## Written request 1
Copy out the entries word for word, starting at the first entry and ending at the line that contains "[279,331,306,381]".

————

5. Okay, so should we discard Return of the Jedi from Star Wars too? I'm not sure I want to do that...
But, like I said, the video was well made, so congrats on that part!
Agree with some of it, and think it's well made - but they bang on about the frontier too much and forget that Yoda and Artoo had moments of cuteness too (not to mention the Ewoks).
I think it's more a pitch to get the company out there and show what they can do - basically free advertising.
I think I personally would have wished they had reversed the rule order. Since to me personally rules 3 & 4 there should almost be law but rules 1 & 2 should be more like guidelines, when there isnt a clear reason to break rules 1 & 2 don't but if there is reason too please do so.
With rule 1 (as they listed) they stated Star Wars is a western, but there has been plenty of good westerns set in cities for instance, but genre wise they do tend to be more on the outskirts of civilization (though often contrast is needed to emphize this). The city is a perfectly legit location, but the tone of every location should have clear cut good vs bad themes if populated with characters blasting like its a western in them. So guide line, not rule... or law
With rule 2 they stated Star Wars is dirty, and personally I do in general agree... but elegance often has its place too. Maybe to show a villain placing themselves above others, maybe to hide freedom fighters among the priviliaged before hitting them, maybe just to show a planets society is skin deep (aka the hubris of the old republics final days). Etc... again I feel it should be a guide line, when in doubt make it dirty... but even the OT had elegance just look at the A-wing or Vader's TIE Advanced x1 or the bloody lightsaber.
With rule 3, yes, just yes, I fully agree here. The force should always remain a mystery... though I approve of the KotOR II/Darth Plageous approach too of just making it grander and more complicated than we can fathom, aka attempts at explanation are really just character points of view and show casing the characters beliefs
Rule 4 that Star Wars isn't cute, I feel should be law... but more in the tone of the movie/episode/book/comic than the looks/design department. Simply put, if you have cute Ewoks some of them will have to die in a very touching moment like they did in RotJ where Ewok A tries to wake Ewok B only to realize its not meant to be (I'd personally perfer even more than that but you get the idea). The cost of war can varry in its death toll, the Clone Wars had some great deaths but kept it minimal due to being a kids show for instance Aka keep the WAR in Star Wars. So avoid Gungans being there and just getting captured for the most part at the end of the fight and Jar Jar the clumsy fool not unintentionally destroying a tank to appease 6 year olds, instead have Padme deal with most of them being wipped out and her dealing with almost sacrificing a species over a trade dispute which only she and a few privilaged others know was really a power grad by a resurrgeant Sith then using that pain she's suffering to bond with Anakin as he comes to realize the Jedi are more monks than those who'd venture out to free all the slaves of the Galaxy. Marketing to kids is fine here and there (hey, toy sales, I get and accept it... and will probably buy a few myself too) but keep it real in terms of the cost of War. I truly agreed with the cost of part of that rule, the rest I felt was just trying to bring in several complaints under one roof.

————

## Written request 2
Continue the comment thread on the rules for Star Wars from the point where it stops.

Entries on finding named things
————

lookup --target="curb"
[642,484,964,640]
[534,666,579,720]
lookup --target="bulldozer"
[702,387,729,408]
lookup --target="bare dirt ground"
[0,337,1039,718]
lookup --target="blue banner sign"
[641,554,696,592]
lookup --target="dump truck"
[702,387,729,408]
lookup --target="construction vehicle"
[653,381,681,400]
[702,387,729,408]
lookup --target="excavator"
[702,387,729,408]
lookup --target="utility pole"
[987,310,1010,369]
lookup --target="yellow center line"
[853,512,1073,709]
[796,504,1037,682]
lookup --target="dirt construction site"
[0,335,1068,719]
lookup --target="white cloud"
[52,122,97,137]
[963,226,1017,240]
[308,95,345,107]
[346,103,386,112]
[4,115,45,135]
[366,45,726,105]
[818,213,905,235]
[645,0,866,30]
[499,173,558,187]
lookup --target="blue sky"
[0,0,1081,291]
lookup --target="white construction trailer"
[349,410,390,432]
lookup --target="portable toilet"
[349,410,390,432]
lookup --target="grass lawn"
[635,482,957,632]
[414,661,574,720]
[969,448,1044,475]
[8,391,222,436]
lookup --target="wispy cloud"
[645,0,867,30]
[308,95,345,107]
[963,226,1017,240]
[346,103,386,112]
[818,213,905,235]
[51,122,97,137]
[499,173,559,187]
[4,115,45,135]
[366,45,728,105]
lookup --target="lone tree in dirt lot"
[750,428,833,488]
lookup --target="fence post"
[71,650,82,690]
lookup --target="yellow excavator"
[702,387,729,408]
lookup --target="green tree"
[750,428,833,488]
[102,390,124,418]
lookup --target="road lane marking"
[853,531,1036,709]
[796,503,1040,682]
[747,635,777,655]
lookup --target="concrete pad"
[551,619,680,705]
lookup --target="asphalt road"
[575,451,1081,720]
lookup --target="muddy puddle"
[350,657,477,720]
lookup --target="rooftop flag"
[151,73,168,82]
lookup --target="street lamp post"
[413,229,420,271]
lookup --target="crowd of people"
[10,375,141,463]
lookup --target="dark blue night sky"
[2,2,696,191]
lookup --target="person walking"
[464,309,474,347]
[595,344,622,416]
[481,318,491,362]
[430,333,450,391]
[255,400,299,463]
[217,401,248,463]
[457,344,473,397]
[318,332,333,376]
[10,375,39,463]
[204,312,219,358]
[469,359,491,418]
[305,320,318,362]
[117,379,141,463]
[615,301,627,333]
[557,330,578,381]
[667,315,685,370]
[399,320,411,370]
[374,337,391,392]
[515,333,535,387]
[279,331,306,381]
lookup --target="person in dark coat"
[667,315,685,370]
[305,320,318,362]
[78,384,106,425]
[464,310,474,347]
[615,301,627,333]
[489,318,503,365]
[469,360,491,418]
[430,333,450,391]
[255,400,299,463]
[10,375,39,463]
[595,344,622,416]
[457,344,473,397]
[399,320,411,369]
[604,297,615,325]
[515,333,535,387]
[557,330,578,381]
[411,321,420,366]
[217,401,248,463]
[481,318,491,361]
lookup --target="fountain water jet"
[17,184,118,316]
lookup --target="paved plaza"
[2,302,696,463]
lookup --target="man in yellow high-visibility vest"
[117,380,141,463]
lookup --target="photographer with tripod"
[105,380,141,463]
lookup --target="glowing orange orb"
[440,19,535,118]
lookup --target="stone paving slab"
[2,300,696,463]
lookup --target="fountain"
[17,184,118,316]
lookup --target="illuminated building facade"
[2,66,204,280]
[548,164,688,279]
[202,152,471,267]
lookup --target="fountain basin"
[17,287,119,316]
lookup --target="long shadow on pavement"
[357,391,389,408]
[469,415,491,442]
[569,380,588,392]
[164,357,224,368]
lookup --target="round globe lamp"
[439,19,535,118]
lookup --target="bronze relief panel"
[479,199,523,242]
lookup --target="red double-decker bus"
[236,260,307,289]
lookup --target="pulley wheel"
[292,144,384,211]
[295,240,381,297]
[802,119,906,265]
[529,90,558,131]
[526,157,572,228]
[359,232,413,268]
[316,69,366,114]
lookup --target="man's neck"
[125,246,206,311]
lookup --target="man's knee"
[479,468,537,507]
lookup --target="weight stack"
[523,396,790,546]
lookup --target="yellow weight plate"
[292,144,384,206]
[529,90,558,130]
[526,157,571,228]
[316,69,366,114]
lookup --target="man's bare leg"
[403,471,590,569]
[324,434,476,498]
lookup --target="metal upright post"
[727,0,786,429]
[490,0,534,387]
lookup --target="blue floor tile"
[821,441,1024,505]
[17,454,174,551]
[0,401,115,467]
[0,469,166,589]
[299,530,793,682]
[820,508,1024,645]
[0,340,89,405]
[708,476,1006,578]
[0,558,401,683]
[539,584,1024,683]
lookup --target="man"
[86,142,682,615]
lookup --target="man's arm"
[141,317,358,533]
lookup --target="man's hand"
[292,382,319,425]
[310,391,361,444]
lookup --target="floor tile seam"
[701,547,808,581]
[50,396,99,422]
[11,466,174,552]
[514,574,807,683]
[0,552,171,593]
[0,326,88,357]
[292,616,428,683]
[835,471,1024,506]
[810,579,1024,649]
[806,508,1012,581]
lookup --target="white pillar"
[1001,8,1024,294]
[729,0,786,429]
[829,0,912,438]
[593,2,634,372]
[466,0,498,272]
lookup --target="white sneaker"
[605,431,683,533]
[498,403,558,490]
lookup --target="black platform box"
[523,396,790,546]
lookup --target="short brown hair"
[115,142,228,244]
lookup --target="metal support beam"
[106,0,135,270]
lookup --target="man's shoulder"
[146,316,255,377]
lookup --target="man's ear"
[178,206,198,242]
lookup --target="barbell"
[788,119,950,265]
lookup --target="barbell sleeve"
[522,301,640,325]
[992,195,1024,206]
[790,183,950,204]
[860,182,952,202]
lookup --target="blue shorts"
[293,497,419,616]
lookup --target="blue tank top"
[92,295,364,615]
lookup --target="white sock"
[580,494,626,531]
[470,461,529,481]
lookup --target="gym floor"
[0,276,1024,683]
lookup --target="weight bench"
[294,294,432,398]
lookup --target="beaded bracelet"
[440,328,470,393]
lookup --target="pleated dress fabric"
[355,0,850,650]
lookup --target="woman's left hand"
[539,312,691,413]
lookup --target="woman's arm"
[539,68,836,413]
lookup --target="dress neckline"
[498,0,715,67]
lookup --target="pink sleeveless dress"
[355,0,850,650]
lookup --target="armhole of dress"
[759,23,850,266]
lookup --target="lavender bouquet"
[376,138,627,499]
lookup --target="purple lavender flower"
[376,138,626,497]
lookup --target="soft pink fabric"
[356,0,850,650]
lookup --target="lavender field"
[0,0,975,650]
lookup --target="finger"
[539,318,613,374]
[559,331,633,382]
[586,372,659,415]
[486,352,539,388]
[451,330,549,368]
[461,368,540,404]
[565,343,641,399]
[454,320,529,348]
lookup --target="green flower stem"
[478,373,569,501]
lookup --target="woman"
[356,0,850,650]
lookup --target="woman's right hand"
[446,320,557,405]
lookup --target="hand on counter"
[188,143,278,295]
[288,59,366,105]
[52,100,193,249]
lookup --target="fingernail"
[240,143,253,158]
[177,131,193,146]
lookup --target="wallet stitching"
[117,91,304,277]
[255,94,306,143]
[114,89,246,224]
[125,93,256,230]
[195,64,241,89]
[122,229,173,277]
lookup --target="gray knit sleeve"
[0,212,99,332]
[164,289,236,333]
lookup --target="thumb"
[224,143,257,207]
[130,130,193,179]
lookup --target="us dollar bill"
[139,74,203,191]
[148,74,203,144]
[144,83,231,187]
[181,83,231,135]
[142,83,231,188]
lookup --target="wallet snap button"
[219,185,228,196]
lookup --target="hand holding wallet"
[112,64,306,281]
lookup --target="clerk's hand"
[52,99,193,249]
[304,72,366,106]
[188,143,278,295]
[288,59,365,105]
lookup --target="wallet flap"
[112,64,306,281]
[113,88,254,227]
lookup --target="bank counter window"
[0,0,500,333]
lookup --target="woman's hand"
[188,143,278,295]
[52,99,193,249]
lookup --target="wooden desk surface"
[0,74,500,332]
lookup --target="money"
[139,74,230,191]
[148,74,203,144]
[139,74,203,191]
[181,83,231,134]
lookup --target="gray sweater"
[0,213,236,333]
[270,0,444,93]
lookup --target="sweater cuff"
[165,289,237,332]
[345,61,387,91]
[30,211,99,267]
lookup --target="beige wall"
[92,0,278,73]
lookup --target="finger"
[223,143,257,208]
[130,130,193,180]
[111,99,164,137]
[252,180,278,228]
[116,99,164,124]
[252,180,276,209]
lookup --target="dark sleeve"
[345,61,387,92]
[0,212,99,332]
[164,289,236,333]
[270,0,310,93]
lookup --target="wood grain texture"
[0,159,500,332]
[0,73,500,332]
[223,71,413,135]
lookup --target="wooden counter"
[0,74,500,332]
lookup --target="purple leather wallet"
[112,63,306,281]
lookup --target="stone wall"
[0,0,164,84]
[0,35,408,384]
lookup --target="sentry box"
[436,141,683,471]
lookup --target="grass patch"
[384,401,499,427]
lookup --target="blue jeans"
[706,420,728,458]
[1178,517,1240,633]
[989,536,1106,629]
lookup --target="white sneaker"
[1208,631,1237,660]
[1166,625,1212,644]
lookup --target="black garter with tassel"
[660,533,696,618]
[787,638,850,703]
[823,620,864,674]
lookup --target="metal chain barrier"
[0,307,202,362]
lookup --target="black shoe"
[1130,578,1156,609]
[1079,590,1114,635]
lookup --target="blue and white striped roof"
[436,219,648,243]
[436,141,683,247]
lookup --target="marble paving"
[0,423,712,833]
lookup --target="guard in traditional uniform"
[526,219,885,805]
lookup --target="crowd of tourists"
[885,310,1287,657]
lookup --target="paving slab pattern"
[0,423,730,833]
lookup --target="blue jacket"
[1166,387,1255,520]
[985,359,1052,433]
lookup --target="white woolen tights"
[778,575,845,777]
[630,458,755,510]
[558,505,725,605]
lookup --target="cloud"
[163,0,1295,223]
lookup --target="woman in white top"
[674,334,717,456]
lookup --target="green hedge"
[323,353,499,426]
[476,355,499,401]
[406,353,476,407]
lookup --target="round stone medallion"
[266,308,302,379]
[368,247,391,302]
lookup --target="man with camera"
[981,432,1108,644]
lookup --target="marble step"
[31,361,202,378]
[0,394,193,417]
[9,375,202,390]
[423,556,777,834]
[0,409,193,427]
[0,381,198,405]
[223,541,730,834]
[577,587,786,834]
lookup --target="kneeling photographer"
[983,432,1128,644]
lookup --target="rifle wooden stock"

————

## Task response 1
lookup --target="curb"
[642,484,964,640]
[534,666,579,720]
lookup --target="bulldozer"
[702,387,729,408]
lookup --target="bare dirt ground"
[0,337,1039,718]
lookup --target="blue banner sign"
[641,554,696,592]
lookup --target="dump truck"
[702,387,729,408]
lookup --target="construction vehicle"
[653,381,681,400]
[702,387,729,408]
lookup --target="excavator"
[702,387,729,408]
lookup --target="utility pole"
[987,310,1010,369]
lookup --target="yellow center line"
[853,512,1073,709]
[796,504,1037,682]
lookup --target="dirt construction site"
[0,335,1068,719]
lookup --target="white cloud"
[52,122,97,137]
[963,226,1017,240]
[308,95,345,107]
[346,103,386,112]
[4,115,45,135]
[366,45,726,105]
[818,213,905,235]
[645,0,866,30]
[499,173,558,187]
lookup --target="blue sky"
[0,0,1081,291]
lookup --target="white construction trailer"
[349,410,390,432]
lookup --target="portable toilet"
[349,410,390,432]
lookup --target="grass lawn"
[635,482,957,632]
[414,661,574,720]
[969,448,1044,475]
[8,391,222,436]
lookup --target="wispy cloud"
[645,0,867,30]
[308,95,345,107]
[963,226,1017,240]
[346,103,386,112]
[818,213,905,235]
[51,122,97,137]
[499,173,559,187]
[4,115,45,135]
[366,45,728,105]
lookup --target="lone tree in dirt lot"
[750,428,833,488]
lookup --target="fence post"
[71,650,82,690]
lookup --target="yellow excavator"
[702,387,729,408]
lookup --target="green tree"
[750,428,833,488]
[102,390,124,418]
lookup --target="road lane marking"
[853,531,1036,709]
[796,503,1040,682]
[747,635,777,655]
lookup --target="concrete pad"
[551,619,680,705]
lookup --target="asphalt road"
[575,451,1081,720]
lookup --target="muddy puddle"
[350,657,477,720]
lookup --target="rooftop flag"
[151,73,168,82]
lookup --target="street lamp post"
[413,229,420,271]
lookup --target="crowd of people"
[10,375,141,463]
lookup --target="dark blue night sky"
[2,2,696,191]
lookup --target="person walking"
[464,309,474,347]
[595,344,622,416]
[481,318,491,362]
[430,333,450,391]
[255,400,299,463]
[217,401,248,463]
[457,344,473,397]
[318,332,333,376]
[10,375,39,463]
[204,312,219,358]
[469,359,491,418]
[305,320,318,362]
[117,379,141,463]
[615,301,627,333]
[557,330,578,381]
[667,315,685,370]
[399,320,411,370]
[374,337,391,392]
[515,333,535,387]
[279,331,306,381]

## Task response 2
I think ROTS is the only Star Wars film to show dead kids and immolation. That's pretty grim. ROTS is the least kid friendly episode of the lot I think.
I agree that ROTS has the darkest elements but not in that it's the darkest film in the series. ROTS has severe tone issues, overlaying an obvious and expected dark second act within the movie, but the prequel trilogy didn't particularly handle the tone elegantly enough (in the spirit of Star Wars) to make this film tonally unique making it "the darkest Star Wars film". In other words, yes it has the darkest elements, but no it's not the darkest film. At least not for me.
I think ROTS is by far the darkest movie in terms of cinematography, thematic darkness and in terms of conveying a tangible unease throughout. I assume you think the 'darkest' is TESB... but I wouldn't agree. I think TESB is the better film; but I think the menace and doom in ROTS is far more tangible (cumulating in the destruction of democracy and Anakin's journey to Hell).
We agree ROTS has the darkest elements, just not that it's the darkest movie. For me, ROTS is all over the place making it a mess in tone. Besides at this point in the saga, I'm not particularly invested in Anakin or Padme, I really don't care for them as characters as they feel totally detached from reality. So in the end I don't feel ROTS is dark or light or anything, just a bunch of stuff thrown together.
That's a bit of an odd train of thought... that's reads like a textbook case of "if I don't see the tree fall in the forest, it does not make a sound".
Uncle Owen and Aunt Beru disagree. That scared the day lights out of me at age 4... my little sister wasn't too scared of Anakin killing the younglings though... might have something to do with that horrible name, younglings... so random and impersonal that lessons the impact a bit of them dying by Anakin hand.
Though I admit Anakin burning did upset my little sister... (~15 years younger than I) but like me the skeletons of Uncle Owen and Aunt Beru scared her more.
Point is grim is a point of view, you have visually grim, conceptually grim, and emotionally grim. Not to mention Ganger's other points already mentioned about III just being a mess that its tone wasn't nearly as grim as any individual event. However my point isn't prequal bashing, its in Episode 1 they went way too "cute" with Jar Jar and everything he did was practically immune to not helping the cast or harming an ally... unlike episode III with the younglings or VI with Ewoks where they did die
Hopefully J.J. will film Episode VII as a Holocaust documentary.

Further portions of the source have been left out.